#### TASK OBJECTIVE
Transcribe verbatim every line from the line containing "the white cloth." to the end of the entries, including both endpoints. Output nothing beyond those lines.

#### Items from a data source
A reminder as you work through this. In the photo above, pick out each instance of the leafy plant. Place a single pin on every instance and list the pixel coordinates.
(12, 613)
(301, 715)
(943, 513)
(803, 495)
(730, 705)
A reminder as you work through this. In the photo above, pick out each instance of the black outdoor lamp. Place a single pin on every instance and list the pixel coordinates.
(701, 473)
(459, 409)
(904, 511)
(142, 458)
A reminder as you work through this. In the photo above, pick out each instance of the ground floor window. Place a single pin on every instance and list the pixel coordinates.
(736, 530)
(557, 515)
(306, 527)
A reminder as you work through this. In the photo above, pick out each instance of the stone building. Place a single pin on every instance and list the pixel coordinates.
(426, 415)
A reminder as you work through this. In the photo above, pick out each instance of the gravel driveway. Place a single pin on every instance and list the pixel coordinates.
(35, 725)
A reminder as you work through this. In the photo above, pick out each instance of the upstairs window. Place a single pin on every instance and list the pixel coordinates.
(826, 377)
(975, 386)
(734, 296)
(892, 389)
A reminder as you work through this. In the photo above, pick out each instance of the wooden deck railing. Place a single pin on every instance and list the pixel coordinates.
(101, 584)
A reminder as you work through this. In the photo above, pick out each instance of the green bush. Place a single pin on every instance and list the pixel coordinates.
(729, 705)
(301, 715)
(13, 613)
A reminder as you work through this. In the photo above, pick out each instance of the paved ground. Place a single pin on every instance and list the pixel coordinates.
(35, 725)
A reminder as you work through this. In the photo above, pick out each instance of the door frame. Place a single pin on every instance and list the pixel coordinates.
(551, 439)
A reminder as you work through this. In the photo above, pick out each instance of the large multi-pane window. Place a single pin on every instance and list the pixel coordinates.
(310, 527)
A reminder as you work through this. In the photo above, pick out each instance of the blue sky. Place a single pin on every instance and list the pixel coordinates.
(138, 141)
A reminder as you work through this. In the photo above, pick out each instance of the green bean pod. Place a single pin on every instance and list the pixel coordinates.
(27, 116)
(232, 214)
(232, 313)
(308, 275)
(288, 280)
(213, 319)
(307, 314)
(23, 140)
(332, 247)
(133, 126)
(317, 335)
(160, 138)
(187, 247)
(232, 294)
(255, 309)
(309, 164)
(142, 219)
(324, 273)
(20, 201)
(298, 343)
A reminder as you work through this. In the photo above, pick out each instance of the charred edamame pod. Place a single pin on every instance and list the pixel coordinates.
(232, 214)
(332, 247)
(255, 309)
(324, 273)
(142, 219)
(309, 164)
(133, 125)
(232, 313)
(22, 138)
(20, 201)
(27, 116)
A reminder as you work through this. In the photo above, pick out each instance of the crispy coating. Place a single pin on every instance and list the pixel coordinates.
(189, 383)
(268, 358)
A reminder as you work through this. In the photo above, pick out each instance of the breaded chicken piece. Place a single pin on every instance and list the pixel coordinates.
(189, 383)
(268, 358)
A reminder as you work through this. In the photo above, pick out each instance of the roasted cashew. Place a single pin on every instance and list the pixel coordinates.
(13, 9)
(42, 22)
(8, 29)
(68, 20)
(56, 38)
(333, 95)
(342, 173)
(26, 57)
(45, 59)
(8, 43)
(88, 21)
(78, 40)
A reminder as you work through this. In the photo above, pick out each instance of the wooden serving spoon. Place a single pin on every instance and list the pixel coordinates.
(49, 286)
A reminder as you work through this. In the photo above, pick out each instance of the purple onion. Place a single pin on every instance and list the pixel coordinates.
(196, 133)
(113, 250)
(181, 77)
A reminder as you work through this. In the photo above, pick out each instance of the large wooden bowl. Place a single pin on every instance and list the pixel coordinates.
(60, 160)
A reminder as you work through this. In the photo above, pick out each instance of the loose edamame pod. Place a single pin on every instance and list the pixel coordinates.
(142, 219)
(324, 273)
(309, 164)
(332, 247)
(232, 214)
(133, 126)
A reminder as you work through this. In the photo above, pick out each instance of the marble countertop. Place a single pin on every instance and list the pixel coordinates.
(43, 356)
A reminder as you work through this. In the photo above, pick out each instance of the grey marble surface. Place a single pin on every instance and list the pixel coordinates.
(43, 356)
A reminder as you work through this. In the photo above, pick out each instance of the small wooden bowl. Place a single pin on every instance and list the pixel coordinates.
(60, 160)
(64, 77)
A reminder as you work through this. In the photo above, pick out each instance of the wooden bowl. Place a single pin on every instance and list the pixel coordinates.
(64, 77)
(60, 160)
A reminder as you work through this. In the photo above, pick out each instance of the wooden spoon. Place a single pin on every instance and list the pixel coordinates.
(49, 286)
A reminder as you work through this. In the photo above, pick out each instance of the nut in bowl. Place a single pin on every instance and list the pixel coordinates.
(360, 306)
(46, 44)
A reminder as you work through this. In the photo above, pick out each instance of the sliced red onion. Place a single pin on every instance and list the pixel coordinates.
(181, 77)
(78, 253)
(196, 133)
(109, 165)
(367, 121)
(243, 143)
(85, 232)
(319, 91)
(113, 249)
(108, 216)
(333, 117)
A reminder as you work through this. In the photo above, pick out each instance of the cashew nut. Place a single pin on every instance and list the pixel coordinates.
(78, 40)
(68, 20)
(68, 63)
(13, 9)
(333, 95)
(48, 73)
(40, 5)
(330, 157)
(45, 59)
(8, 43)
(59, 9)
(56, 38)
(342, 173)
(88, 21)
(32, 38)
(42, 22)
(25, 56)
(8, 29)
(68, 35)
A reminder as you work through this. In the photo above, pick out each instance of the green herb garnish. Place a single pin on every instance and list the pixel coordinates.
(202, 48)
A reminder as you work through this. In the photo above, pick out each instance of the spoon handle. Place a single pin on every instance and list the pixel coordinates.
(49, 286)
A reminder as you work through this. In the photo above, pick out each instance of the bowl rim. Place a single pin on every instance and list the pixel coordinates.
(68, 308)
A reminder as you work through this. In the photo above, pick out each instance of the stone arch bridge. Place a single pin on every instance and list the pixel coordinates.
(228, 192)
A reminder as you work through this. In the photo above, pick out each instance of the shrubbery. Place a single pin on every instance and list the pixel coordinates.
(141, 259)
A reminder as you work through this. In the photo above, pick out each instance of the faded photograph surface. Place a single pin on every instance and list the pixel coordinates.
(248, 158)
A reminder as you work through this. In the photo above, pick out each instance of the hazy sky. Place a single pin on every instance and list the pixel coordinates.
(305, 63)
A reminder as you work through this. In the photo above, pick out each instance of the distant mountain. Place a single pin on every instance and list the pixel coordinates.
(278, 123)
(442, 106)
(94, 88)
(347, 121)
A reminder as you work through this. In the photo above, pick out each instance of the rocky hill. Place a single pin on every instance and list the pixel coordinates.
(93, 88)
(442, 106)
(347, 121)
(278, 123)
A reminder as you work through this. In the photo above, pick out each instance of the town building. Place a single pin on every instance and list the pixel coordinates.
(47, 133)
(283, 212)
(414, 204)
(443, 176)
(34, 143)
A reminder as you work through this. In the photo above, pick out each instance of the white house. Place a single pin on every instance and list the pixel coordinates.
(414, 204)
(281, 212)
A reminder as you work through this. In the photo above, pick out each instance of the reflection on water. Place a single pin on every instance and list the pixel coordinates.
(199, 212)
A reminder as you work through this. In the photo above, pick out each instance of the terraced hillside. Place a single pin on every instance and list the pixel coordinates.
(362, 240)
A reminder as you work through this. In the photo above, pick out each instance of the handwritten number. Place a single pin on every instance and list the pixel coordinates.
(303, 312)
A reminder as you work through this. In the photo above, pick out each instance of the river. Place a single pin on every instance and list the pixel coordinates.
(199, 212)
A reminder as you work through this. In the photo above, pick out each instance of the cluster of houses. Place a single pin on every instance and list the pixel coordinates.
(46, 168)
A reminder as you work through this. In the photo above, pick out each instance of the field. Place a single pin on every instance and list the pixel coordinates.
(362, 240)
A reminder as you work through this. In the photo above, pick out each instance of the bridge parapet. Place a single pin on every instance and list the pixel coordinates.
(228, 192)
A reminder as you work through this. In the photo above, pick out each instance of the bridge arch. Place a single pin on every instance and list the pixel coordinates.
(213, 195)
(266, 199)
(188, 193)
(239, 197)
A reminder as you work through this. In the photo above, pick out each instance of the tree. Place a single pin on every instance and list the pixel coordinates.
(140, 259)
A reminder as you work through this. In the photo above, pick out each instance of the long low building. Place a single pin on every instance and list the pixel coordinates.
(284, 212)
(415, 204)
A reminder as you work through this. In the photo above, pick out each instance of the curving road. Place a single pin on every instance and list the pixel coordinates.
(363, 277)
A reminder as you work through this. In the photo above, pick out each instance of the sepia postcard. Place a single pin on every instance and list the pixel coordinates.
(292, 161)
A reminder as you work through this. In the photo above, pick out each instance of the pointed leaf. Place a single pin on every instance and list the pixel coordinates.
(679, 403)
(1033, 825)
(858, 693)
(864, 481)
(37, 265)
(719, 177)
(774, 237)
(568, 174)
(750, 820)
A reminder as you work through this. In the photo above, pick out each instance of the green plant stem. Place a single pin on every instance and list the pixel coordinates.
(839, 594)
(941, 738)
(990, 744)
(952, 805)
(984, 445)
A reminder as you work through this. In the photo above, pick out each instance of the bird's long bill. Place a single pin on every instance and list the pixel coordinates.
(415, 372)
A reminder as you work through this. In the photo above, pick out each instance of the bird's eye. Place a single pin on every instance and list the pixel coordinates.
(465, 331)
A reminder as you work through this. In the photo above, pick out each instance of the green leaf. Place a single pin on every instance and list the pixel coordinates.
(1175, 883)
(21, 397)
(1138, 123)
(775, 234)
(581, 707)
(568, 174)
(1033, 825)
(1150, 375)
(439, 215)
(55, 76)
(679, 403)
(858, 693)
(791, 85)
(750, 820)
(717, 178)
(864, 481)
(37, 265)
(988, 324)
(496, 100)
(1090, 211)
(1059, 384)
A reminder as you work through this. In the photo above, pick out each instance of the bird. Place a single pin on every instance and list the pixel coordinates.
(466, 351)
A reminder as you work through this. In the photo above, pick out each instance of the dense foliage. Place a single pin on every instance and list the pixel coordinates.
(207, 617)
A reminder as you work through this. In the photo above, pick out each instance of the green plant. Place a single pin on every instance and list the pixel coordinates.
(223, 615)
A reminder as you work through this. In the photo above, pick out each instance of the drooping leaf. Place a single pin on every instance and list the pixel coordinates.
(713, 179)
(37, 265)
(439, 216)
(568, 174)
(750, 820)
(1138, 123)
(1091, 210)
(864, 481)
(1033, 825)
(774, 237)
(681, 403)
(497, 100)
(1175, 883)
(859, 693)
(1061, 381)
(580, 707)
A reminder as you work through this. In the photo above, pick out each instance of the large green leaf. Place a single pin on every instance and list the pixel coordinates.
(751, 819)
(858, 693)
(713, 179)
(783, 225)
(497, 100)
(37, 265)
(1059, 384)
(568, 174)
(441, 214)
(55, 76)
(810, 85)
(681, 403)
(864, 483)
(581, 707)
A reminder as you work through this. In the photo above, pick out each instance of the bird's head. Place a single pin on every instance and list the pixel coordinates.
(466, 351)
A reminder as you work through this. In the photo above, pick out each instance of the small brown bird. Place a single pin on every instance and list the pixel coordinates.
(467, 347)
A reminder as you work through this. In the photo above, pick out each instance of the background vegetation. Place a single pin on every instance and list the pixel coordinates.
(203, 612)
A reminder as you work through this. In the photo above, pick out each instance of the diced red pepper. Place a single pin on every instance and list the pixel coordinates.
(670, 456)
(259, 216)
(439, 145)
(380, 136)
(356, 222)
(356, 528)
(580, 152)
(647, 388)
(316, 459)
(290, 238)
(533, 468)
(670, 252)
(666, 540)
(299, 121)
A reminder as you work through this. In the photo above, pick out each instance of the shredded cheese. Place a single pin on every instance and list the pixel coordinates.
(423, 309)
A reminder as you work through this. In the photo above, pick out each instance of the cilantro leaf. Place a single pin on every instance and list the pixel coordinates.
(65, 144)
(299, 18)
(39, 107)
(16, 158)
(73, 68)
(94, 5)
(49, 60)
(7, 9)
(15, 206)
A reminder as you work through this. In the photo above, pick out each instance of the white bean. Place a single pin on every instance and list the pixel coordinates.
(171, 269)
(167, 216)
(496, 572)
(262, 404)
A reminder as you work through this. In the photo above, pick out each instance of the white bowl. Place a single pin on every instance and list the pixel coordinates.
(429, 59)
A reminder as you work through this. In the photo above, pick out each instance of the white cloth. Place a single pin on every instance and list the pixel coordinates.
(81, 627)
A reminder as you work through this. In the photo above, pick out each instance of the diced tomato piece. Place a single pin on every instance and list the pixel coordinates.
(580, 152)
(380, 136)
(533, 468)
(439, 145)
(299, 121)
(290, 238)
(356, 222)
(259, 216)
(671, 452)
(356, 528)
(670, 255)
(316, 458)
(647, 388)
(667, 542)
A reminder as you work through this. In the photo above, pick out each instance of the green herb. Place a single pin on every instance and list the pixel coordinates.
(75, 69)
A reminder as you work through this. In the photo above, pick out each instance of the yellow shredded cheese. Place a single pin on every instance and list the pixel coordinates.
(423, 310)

#### EXERCISE SOLUTION
A reminder as you work through this. In the photo above, pick out each instance of the white cloth. Place a single pin on every instance and list the pixel coordinates.
(81, 627)
A reminder as you work through this. In the photo above, pick out each instance of the diced tomato piece. Place a single pin on every instance and list the pixel coordinates.
(580, 152)
(380, 136)
(533, 468)
(439, 145)
(299, 121)
(290, 238)
(356, 222)
(259, 216)
(671, 452)
(356, 528)
(670, 255)
(316, 458)
(647, 388)
(667, 542)
A reminder as you work through this. In the photo above, pick out each instance of the green herb. Place a single pin on every instance and list the pixel coordinates.
(75, 69)
A reminder as you work through this. In the photo above, pick out each instance of the yellow shredded cheese. Place a single pin on every instance and list the pixel coordinates.
(423, 310)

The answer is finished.